* What is being asked
Every line from the line containing "of the yellow" through the final line below is to be repeated exactly; no other line is.

* Data for this exercise
>> Start
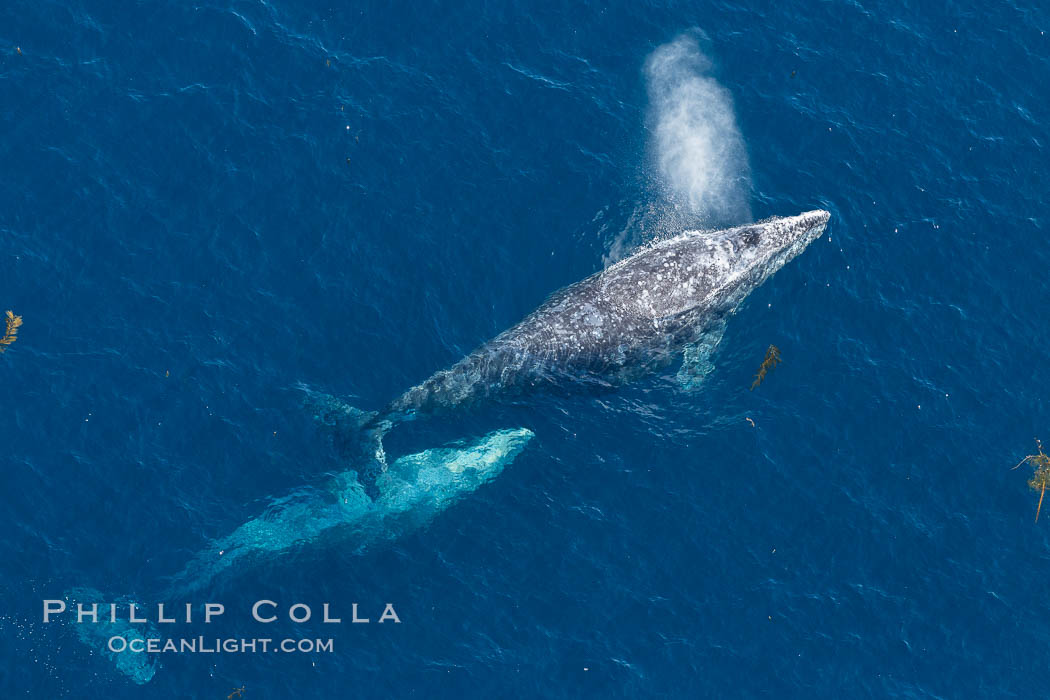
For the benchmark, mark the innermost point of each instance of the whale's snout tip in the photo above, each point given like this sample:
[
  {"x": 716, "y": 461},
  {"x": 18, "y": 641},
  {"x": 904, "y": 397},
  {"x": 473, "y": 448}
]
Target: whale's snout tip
[{"x": 816, "y": 217}]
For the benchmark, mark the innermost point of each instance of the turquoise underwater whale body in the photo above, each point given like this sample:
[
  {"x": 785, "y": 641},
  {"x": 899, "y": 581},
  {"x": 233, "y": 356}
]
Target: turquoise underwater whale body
[
  {"x": 419, "y": 487},
  {"x": 667, "y": 301}
]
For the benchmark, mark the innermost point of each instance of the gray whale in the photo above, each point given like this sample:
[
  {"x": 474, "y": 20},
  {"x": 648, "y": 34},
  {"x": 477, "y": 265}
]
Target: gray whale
[{"x": 667, "y": 300}]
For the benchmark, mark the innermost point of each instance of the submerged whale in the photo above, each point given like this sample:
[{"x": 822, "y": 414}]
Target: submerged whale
[{"x": 665, "y": 301}]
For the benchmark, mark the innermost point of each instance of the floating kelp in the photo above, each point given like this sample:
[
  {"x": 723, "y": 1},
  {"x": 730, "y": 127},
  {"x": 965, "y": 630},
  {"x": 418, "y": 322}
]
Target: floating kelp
[
  {"x": 1041, "y": 479},
  {"x": 772, "y": 360},
  {"x": 11, "y": 335}
]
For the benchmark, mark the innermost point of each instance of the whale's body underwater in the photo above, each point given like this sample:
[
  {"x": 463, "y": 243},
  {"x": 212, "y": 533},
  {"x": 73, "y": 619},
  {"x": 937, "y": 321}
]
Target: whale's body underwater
[{"x": 665, "y": 301}]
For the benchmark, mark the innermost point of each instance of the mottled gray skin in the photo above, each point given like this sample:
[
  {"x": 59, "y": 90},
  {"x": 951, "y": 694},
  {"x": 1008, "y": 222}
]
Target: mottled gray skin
[{"x": 623, "y": 322}]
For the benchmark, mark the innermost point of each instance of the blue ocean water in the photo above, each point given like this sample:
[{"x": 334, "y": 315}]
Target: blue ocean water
[{"x": 207, "y": 206}]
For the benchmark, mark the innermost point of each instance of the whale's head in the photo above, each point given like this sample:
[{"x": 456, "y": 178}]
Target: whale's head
[
  {"x": 761, "y": 249},
  {"x": 712, "y": 271}
]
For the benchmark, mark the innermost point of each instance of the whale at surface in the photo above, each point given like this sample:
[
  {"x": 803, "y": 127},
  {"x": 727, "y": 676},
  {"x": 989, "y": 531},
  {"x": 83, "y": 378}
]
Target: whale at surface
[{"x": 666, "y": 301}]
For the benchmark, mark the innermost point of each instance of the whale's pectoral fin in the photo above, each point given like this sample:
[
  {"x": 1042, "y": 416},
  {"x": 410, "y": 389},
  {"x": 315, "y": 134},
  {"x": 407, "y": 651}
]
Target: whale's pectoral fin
[
  {"x": 696, "y": 358},
  {"x": 356, "y": 435}
]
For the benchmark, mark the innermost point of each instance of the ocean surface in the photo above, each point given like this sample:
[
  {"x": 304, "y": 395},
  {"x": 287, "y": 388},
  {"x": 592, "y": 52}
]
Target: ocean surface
[{"x": 212, "y": 210}]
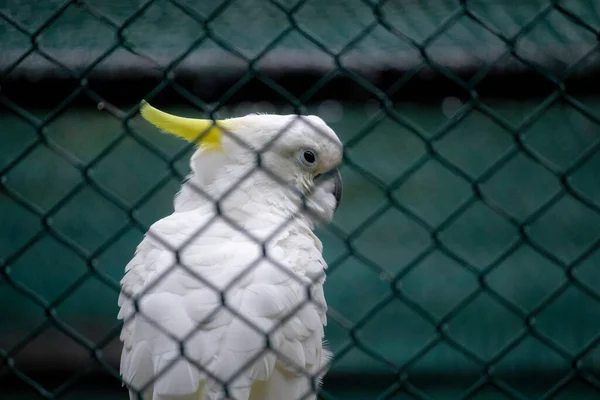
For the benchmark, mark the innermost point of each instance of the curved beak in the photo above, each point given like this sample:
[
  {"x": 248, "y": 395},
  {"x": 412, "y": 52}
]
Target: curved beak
[
  {"x": 338, "y": 184},
  {"x": 338, "y": 188}
]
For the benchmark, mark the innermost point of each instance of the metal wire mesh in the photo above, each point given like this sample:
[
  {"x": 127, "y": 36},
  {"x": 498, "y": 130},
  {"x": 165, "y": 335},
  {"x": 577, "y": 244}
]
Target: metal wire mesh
[{"x": 417, "y": 49}]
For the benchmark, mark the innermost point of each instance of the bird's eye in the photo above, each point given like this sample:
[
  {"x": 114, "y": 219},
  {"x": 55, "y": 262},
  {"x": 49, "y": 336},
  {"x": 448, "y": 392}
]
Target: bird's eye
[{"x": 308, "y": 157}]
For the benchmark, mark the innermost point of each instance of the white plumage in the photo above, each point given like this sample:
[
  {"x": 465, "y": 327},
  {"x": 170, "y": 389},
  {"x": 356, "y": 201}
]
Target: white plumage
[{"x": 193, "y": 260}]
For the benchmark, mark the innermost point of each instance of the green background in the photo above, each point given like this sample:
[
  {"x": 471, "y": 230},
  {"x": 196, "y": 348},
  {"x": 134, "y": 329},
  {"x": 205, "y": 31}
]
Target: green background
[{"x": 437, "y": 283}]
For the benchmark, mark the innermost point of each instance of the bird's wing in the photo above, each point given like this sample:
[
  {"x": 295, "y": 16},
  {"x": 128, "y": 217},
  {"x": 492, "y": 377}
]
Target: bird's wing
[{"x": 179, "y": 299}]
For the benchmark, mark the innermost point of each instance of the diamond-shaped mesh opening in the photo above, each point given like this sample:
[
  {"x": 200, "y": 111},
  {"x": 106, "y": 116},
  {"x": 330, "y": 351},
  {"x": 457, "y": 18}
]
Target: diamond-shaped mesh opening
[
  {"x": 513, "y": 365},
  {"x": 568, "y": 229},
  {"x": 526, "y": 278},
  {"x": 462, "y": 262},
  {"x": 521, "y": 187},
  {"x": 421, "y": 190},
  {"x": 497, "y": 327},
  {"x": 96, "y": 38},
  {"x": 474, "y": 144},
  {"x": 89, "y": 229},
  {"x": 494, "y": 235},
  {"x": 453, "y": 284},
  {"x": 576, "y": 309}
]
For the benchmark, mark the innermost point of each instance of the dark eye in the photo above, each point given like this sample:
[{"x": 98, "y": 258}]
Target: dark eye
[{"x": 309, "y": 157}]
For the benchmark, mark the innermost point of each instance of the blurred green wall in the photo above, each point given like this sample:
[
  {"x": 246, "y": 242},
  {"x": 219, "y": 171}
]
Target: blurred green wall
[{"x": 438, "y": 283}]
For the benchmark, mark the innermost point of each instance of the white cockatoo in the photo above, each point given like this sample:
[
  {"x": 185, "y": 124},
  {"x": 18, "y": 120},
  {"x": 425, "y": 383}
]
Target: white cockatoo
[{"x": 224, "y": 297}]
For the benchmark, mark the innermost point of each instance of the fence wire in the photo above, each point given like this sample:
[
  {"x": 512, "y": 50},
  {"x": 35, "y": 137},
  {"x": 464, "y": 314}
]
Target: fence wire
[{"x": 383, "y": 16}]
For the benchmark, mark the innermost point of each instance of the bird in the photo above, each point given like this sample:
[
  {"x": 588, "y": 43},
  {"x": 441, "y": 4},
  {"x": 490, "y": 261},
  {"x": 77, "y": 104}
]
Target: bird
[{"x": 223, "y": 298}]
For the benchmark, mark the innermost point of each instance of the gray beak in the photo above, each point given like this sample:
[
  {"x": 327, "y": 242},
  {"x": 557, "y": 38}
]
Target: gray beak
[
  {"x": 338, "y": 188},
  {"x": 338, "y": 184}
]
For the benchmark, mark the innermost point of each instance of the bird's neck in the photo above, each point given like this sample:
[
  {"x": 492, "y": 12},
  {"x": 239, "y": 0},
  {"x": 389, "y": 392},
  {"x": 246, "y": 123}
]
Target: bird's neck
[{"x": 250, "y": 198}]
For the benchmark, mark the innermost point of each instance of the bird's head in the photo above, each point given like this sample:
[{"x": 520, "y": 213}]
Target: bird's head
[{"x": 297, "y": 156}]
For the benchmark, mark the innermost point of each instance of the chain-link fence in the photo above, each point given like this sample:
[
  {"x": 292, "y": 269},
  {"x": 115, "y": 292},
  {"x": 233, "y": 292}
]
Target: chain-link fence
[{"x": 463, "y": 261}]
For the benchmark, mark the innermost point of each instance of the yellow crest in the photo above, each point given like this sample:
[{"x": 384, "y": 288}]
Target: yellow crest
[{"x": 207, "y": 133}]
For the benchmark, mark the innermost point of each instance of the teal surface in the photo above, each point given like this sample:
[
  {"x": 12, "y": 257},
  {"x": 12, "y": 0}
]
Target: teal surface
>> End
* Response to the exercise
For the benchmark, mark the innermost point of each instance of the yellow crest in the photo above, each point given like this sample:
[{"x": 384, "y": 288}]
Target: yellow crest
[{"x": 207, "y": 133}]
For the benchmark, mark the innermost point of each instance of the teal surface in the photo above, each point given like this sample:
[
  {"x": 12, "y": 257},
  {"x": 12, "y": 0}
]
Target: teal surface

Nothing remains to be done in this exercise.